§ **GIVEN RECORDS**

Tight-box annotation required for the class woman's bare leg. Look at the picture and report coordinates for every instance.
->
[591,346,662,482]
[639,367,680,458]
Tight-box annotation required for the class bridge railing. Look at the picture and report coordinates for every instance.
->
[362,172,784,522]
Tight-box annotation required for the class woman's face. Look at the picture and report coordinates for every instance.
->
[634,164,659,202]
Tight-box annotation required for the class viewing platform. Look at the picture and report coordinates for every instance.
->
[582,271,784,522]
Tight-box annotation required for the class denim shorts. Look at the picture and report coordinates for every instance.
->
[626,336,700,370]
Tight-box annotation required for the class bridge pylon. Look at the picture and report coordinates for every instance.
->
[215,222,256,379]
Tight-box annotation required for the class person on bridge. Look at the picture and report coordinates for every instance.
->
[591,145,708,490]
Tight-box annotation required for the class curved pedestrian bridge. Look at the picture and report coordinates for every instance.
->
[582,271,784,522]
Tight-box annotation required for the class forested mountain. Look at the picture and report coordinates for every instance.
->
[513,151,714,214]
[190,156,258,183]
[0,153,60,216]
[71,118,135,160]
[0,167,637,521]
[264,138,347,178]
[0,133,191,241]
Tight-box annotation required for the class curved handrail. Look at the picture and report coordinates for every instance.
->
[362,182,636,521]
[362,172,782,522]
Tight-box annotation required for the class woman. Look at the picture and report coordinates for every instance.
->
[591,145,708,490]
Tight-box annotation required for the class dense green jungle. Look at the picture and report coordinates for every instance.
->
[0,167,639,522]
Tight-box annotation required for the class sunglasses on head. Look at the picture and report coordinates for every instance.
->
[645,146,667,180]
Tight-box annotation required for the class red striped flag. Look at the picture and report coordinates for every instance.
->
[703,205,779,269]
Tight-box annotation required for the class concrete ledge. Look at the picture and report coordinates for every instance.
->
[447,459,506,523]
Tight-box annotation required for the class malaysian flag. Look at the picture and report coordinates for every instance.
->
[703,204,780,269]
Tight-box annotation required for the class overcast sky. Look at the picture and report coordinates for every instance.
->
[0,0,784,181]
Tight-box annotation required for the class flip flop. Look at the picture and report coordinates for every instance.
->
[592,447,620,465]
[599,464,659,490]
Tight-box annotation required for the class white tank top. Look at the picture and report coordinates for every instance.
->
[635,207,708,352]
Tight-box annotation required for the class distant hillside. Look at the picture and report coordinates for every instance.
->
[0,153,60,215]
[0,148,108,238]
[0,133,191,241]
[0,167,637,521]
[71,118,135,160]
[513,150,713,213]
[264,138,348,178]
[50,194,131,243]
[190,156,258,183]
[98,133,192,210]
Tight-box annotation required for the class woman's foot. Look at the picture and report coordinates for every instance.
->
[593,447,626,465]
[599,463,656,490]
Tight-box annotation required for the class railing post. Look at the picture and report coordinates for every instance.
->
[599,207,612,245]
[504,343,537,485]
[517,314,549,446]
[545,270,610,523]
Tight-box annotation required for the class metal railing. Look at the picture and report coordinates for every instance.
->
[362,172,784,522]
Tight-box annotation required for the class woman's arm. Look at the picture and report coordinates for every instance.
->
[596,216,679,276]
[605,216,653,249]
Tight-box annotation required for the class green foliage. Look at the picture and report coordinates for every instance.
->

§ **TASK REQUIREMENTS**
Output all of the data above verbatim, line for line.

§ **SOLVED PROBLEM**
Tight-box annotation required for the class woman's bare leg. Look at the picture and report coordinates for every instance.
->
[591,346,662,482]
[639,367,680,458]
Tight-box annotation required for the class bridge railing. Look at the picture and report coordinates for every instance.
->
[362,172,784,522]
Tight-box annotation required for the class woman's face. Look at the picture and report coordinates for every instance.
->
[634,164,659,202]
Tight-box annotation required for the class viewing platform. Look at the picture and report coordinates for every instance.
->
[582,271,784,522]
Tight-box annotation required for the class denim shorts. Look at the picture and report coordinates for every instance.
->
[626,336,700,370]
Tight-box annotation required for the class bridge pylon. Look at the picture and report coordinates for every instance.
->
[215,222,256,379]
Tight-box annotation required for the class person on bridge. Look at the picture and report coordinates for every instance.
->
[591,145,708,490]
Tight-box annotation required for the class curved pedestrian bridge. Look at the picture and report coordinates for every instance.
->
[582,271,784,522]
Tight-box annotation required for the class forested mountain. Look at the picture and report coordinates for every instance.
->
[513,151,714,214]
[190,156,258,183]
[0,153,60,216]
[71,118,135,160]
[0,167,637,521]
[264,138,347,178]
[0,133,191,241]
Tight-box annotation required for the class curved handrail. Look at the picture and report coordinates for every instance.
->
[362,182,636,521]
[362,172,782,522]
Tight-box annotation required for the class woman. Look at the picture and report coordinates for every instance.
->
[591,145,708,490]
Tight-box annotation required for the class dense green jungle. Look at the picture and report coordinates for every instance.
->
[0,167,639,522]
Tight-box annotation required for the class sunglasses on head. Look at the picture and report coordinates for every instance.
->
[645,146,667,180]
Tight-box annotation required for the class red striped flag. Look at the picture and report coordinates for every instance.
->
[703,205,779,269]
Tight-box annotation required for the class concrete ledge. Look at the picture and report coordinates for every instance.
->
[447,459,506,523]
Tight-box annotation required for the class malaysian flag. Look at the picture and report coordinates for every instance.
->
[703,204,780,269]
Tight-box annotation required for the class overcast sky. Look at the picture and report coordinates for every instance.
->
[0,0,784,181]
Tight-box annotation required for the class flip flop. Look at the picture and report coordinates for every instance.
->
[592,447,620,465]
[599,464,659,490]
Tight-box annotation required for the class white tank top. Look at the picture and report coordinates for every instance.
->
[635,207,708,352]
Tight-box annotation required for the class distant hillside. Look at the picture and report coordinates for every instance.
->
[0,153,60,215]
[0,148,108,238]
[0,133,191,241]
[0,167,637,521]
[71,118,135,160]
[513,150,713,213]
[264,138,348,178]
[50,194,131,243]
[190,156,258,183]
[98,133,192,210]
Tight-box annotation required for the class woman's foot. Look at the picture and report coordinates for every instance.
->
[593,447,626,465]
[599,463,656,490]
Tight-box annotation required for the class railing post. Look at the picture and report coordinates for every instance.
->
[599,207,612,245]
[504,343,537,485]
[517,314,549,446]
[545,270,610,523]
Tight-box annotation required for the class metal railing. Look at the picture and report coordinates for every instance.
->
[362,172,784,522]
Tight-box annotation required for the class woman's arm. Look at the picture and report coordinates for every instance.
->
[596,216,679,276]
[605,216,653,249]
Tight-box annotation required for the class green foliage. Look at the picture and report coordinates for every instance.
->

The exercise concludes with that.